[Location identification items]
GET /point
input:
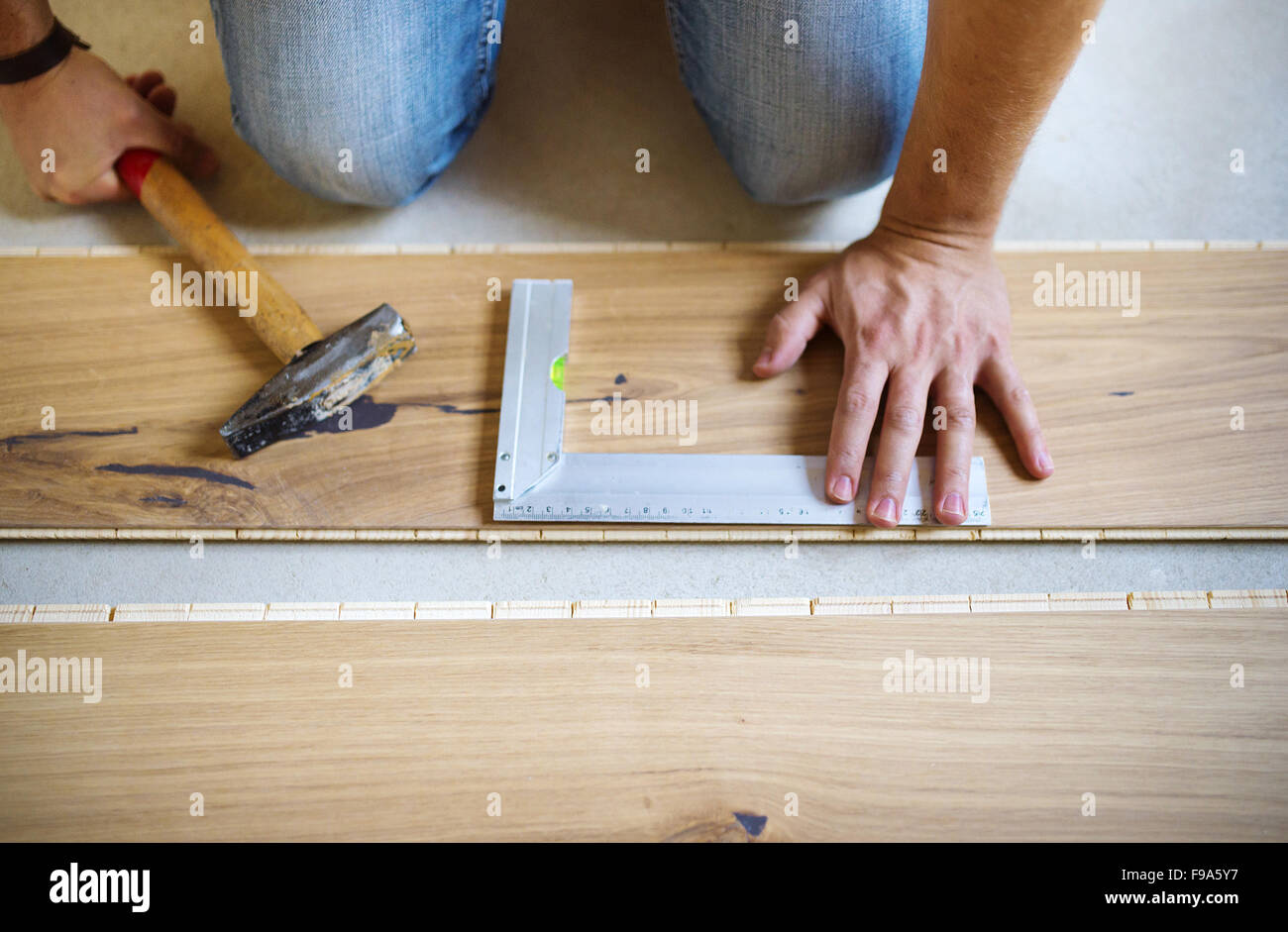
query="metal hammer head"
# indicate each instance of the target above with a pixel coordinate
(321, 378)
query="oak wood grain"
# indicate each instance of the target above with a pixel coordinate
(1137, 409)
(738, 713)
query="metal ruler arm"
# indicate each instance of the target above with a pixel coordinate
(537, 481)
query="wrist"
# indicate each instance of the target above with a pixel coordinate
(43, 58)
(930, 228)
(22, 26)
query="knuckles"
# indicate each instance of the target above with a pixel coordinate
(905, 417)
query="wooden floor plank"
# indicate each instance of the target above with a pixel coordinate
(656, 729)
(1137, 409)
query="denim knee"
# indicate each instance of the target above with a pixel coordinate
(360, 103)
(805, 106)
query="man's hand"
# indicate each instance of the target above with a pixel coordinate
(928, 318)
(86, 116)
(919, 304)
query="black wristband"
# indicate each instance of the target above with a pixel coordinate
(40, 56)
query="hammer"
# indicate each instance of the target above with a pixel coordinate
(320, 376)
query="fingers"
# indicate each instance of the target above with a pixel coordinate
(790, 330)
(851, 426)
(153, 88)
(901, 433)
(193, 157)
(162, 98)
(953, 447)
(1003, 382)
(106, 187)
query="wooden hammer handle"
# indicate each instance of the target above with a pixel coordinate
(279, 322)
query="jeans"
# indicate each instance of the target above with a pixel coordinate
(369, 102)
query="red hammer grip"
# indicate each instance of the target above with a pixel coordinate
(133, 166)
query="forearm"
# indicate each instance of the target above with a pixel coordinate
(991, 71)
(22, 25)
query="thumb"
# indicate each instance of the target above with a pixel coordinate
(790, 330)
(192, 155)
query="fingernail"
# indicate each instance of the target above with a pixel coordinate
(885, 510)
(842, 489)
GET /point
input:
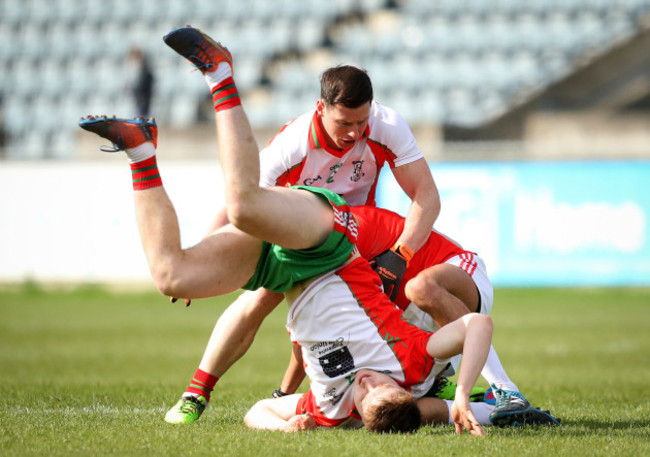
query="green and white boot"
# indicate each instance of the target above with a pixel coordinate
(188, 410)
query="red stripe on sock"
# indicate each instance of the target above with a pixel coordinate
(225, 95)
(145, 174)
(202, 383)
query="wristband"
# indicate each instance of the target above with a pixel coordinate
(403, 251)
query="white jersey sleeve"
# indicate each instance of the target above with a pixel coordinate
(388, 128)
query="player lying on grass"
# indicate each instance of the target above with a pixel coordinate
(295, 249)
(449, 282)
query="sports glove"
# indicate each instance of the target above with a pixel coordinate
(277, 393)
(391, 265)
(188, 301)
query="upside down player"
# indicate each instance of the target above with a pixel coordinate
(341, 145)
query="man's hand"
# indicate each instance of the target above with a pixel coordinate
(463, 417)
(301, 422)
(391, 265)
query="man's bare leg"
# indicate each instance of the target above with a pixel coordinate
(236, 329)
(267, 214)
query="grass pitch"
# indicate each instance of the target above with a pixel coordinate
(91, 372)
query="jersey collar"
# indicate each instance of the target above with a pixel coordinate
(317, 138)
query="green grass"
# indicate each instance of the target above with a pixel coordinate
(90, 372)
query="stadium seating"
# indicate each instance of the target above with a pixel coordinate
(448, 62)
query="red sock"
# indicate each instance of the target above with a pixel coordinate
(225, 95)
(145, 174)
(202, 384)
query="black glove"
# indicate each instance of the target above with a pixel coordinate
(391, 265)
(277, 393)
(188, 301)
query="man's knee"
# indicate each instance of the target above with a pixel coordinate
(424, 291)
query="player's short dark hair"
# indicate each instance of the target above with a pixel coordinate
(396, 414)
(346, 85)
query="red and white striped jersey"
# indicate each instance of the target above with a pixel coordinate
(379, 229)
(343, 323)
(299, 155)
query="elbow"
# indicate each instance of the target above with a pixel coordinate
(167, 281)
(242, 215)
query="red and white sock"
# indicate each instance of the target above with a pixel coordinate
(225, 95)
(216, 77)
(145, 174)
(202, 384)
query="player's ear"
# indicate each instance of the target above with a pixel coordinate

• _AIM_
Repeat only the lines from the one holding "and white striped" through the last line of the data.

• _WRITTEN REPLY_
query="red and white striped jersey"
# indicate each instance of the target above with a pixel coordinate
(379, 229)
(343, 323)
(299, 155)
query="elbow"
# indicate each instance of the target above with a pixel coordinate
(167, 281)
(242, 215)
query="red and white sock"
# indicate each instance of the target above with a pixel coordinate
(225, 95)
(216, 77)
(145, 174)
(202, 384)
query="player's ear"
# indicate each instance of the target above with a pixel coordinate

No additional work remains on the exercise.